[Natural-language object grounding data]
★ ★ ★ ★ ★
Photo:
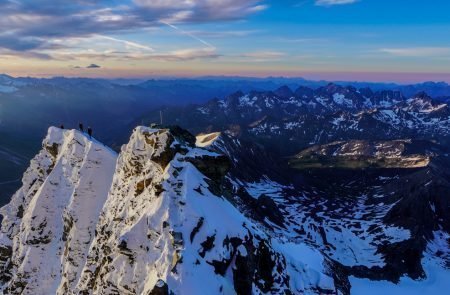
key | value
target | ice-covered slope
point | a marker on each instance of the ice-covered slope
(50, 222)
(167, 224)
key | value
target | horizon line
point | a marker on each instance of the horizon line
(313, 77)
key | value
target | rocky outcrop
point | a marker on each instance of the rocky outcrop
(159, 220)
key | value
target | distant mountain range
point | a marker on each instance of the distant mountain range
(290, 190)
(113, 107)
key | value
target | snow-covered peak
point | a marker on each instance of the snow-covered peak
(50, 221)
(159, 219)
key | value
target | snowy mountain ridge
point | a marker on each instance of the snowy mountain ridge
(157, 218)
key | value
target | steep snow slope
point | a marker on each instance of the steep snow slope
(50, 222)
(167, 224)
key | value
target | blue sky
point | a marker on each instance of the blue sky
(332, 39)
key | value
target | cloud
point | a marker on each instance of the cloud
(334, 2)
(263, 56)
(417, 51)
(37, 26)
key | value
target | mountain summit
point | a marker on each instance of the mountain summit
(161, 217)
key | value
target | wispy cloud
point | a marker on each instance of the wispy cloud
(30, 28)
(93, 66)
(334, 2)
(262, 56)
(417, 51)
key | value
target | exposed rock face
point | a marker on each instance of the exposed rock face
(51, 220)
(364, 154)
(172, 214)
(160, 220)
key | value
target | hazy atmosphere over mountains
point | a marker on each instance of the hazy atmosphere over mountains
(224, 147)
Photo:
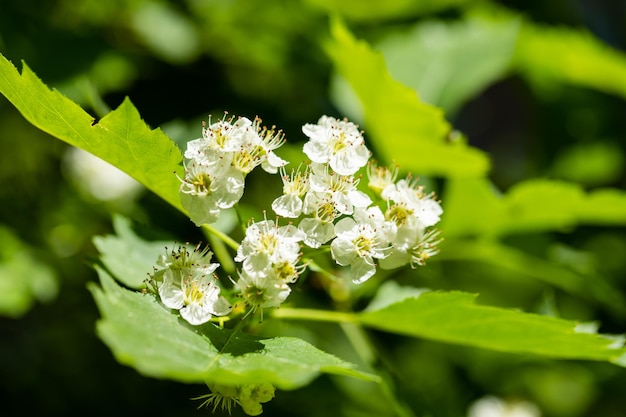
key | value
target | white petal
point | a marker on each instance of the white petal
(316, 232)
(343, 251)
(361, 271)
(288, 205)
(196, 314)
(171, 295)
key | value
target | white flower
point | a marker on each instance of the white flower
(379, 177)
(336, 142)
(257, 146)
(204, 191)
(194, 294)
(490, 406)
(258, 291)
(316, 232)
(341, 189)
(360, 240)
(295, 187)
(422, 206)
(181, 258)
(186, 283)
(267, 244)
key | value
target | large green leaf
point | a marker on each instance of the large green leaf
(449, 63)
(127, 256)
(555, 268)
(400, 126)
(120, 138)
(144, 334)
(453, 317)
(473, 207)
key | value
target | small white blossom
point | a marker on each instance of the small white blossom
(316, 232)
(295, 186)
(490, 406)
(379, 178)
(341, 189)
(204, 192)
(195, 295)
(360, 240)
(258, 291)
(338, 143)
(186, 283)
(422, 206)
(268, 244)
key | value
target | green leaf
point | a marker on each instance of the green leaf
(24, 279)
(453, 317)
(401, 127)
(377, 10)
(120, 138)
(127, 256)
(473, 207)
(552, 54)
(449, 63)
(556, 270)
(142, 333)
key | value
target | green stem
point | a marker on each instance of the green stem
(362, 344)
(314, 315)
(359, 340)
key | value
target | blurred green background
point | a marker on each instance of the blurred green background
(491, 66)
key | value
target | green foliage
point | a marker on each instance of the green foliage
(375, 10)
(24, 279)
(128, 257)
(551, 54)
(438, 59)
(417, 128)
(142, 333)
(453, 317)
(474, 208)
(550, 241)
(121, 137)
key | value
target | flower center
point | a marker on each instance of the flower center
(201, 183)
(268, 243)
(398, 213)
(193, 293)
(364, 244)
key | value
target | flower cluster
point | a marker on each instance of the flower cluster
(391, 232)
(217, 163)
(389, 226)
(185, 282)
(269, 254)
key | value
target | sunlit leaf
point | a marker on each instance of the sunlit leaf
(376, 10)
(590, 164)
(564, 55)
(142, 333)
(473, 207)
(449, 63)
(400, 126)
(127, 256)
(120, 138)
(454, 317)
(551, 269)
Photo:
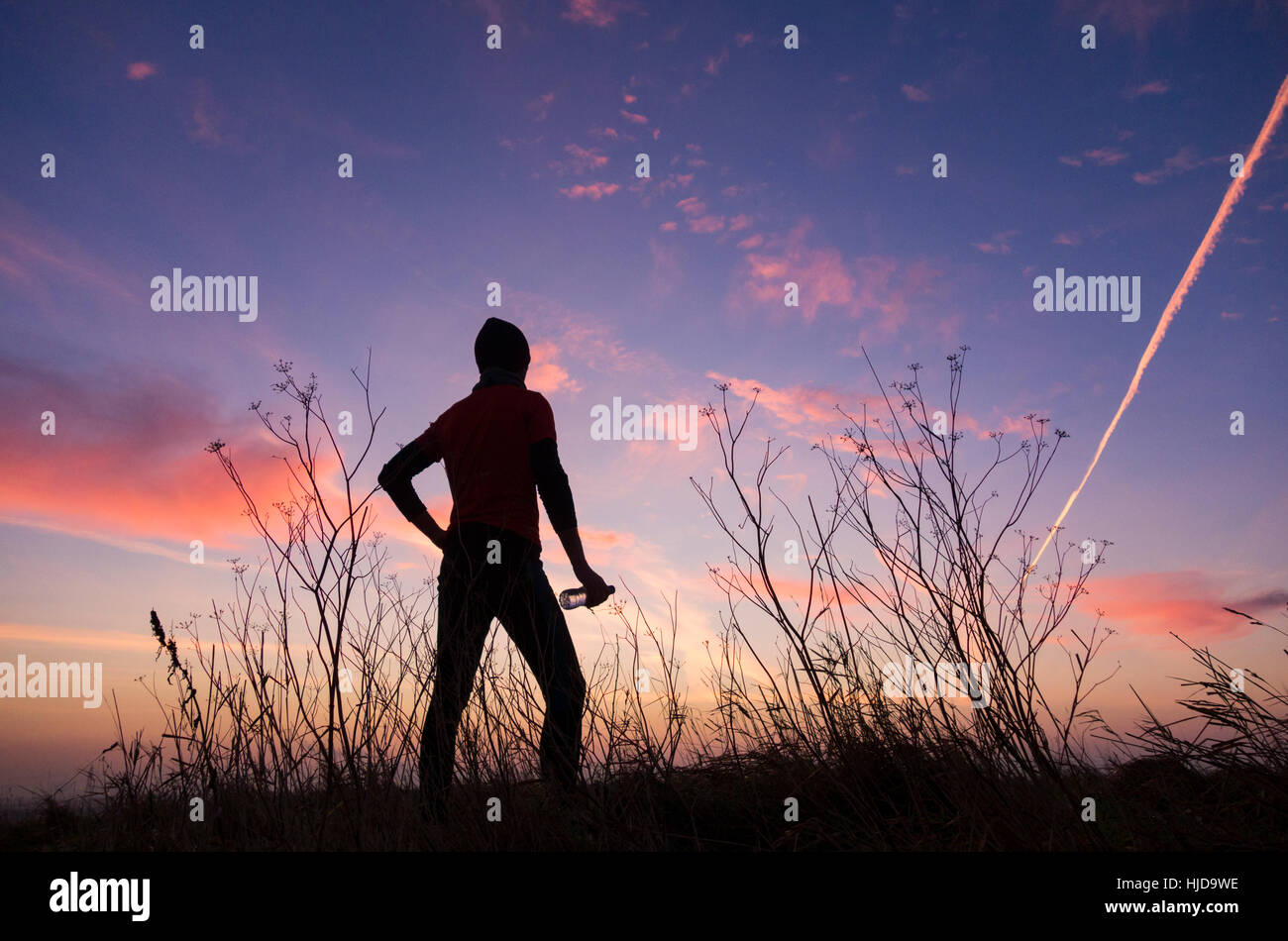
★ ★ ★ ★ ★
Every line above should be transcribed word for word; leave the pictures out.

■ **Problem solution**:
Photo:
key | value
target | ice-covered slope
point | a marker on each instance of the ice-covered slope
(50, 222)
(167, 224)
key | value
target | horizon line
point | a marker on each instance of the horizon line
(313, 77)
key | value
target | rocky outcrop
point | a marker on each instance of the rocky outcrop
(159, 220)
key | value
target | distant mountain range
point | a marker on each instance of the distant mountain range
(290, 190)
(113, 107)
key | value
target | snow-covered peak
point | a marker on each instance of the snow-covered peak
(50, 221)
(159, 219)
key | value
target | snowy mountain ridge
point | a marker on each instance of the snowy mountain ridge
(157, 218)
key | value
target | steep snow slope
point | a marker on each instance of the steep snow slope
(50, 222)
(167, 224)
key | value
target | blue sky
point | a marker on each instance of the blue sky
(332, 39)
key | value
target | cloud
point | a marker on each instance of the cloud
(334, 2)
(263, 56)
(417, 51)
(37, 26)
key | value
target | mountain summit
point | a marker on each instance of the mountain summit
(161, 217)
key | value
target | wispy cloud
point | a marker on each instance of the wispy cloud
(30, 28)
(93, 66)
(334, 2)
(262, 56)
(417, 51)
key | value
target | exposed rock face
point | a marker on each instance of the exposed rock face
(51, 220)
(364, 154)
(172, 214)
(160, 220)
key | value
target | hazy atmosphere over mountains
point | a marker on each instance of the hazy atmosphere over mountains
(224, 147)
Photo:
key | value
target | white petal
point | a marker on each instance of the white petal
(316, 232)
(343, 251)
(361, 271)
(288, 205)
(196, 314)
(171, 295)
key | value
target | white flower
point | a marker on each instance of the white flower
(379, 177)
(336, 142)
(257, 146)
(204, 191)
(194, 294)
(490, 406)
(258, 291)
(316, 232)
(341, 189)
(360, 240)
(295, 187)
(422, 206)
(181, 258)
(186, 283)
(267, 244)
key | value
target | large green leaf
point | a marker on each instance of the large green leaf
(449, 63)
(127, 256)
(555, 268)
(400, 126)
(120, 138)
(144, 334)
(453, 317)
(473, 207)
key | value
target | small white blossom
point | a marker on each instance of the small white blossom
(316, 232)
(295, 186)
(490, 406)
(379, 178)
(341, 189)
(204, 192)
(195, 295)
(360, 240)
(258, 291)
(338, 143)
(186, 283)
(422, 206)
(268, 244)
key | value
target | green leaf
point | a marker on each instance of the green leaf
(24, 279)
(453, 317)
(401, 127)
(377, 10)
(120, 138)
(127, 256)
(473, 207)
(552, 54)
(449, 63)
(556, 270)
(142, 333)
key | value
target | green stem
point | a marker on each instance of the green stem
(362, 344)
(314, 315)
(359, 340)
key | value
target | blurred green background
point | a marker on each instance of the blurred green background
(491, 66)
key | value
target | green foliage
point | a marker on each instance of the green foliage
(375, 10)
(24, 279)
(128, 257)
(551, 54)
(438, 59)
(417, 128)
(142, 333)
(453, 317)
(474, 208)
(550, 241)
(121, 137)
key | value
target | flower center
point | a marker on each instance of the flower center
(201, 183)
(268, 243)
(398, 213)
(193, 293)
(364, 244)
key | value
target | flower cluster
point | a marker on each instance of the flower cluster
(391, 232)
(217, 163)
(389, 226)
(185, 282)
(269, 254)
key | value
target | sunlit leaf
point | a marker on each instance of the sunlit leaf
(376, 10)
(590, 164)
(564, 55)
(142, 333)
(473, 207)
(449, 63)
(400, 126)
(127, 256)
(120, 138)
(454, 317)
(551, 269)
Photo:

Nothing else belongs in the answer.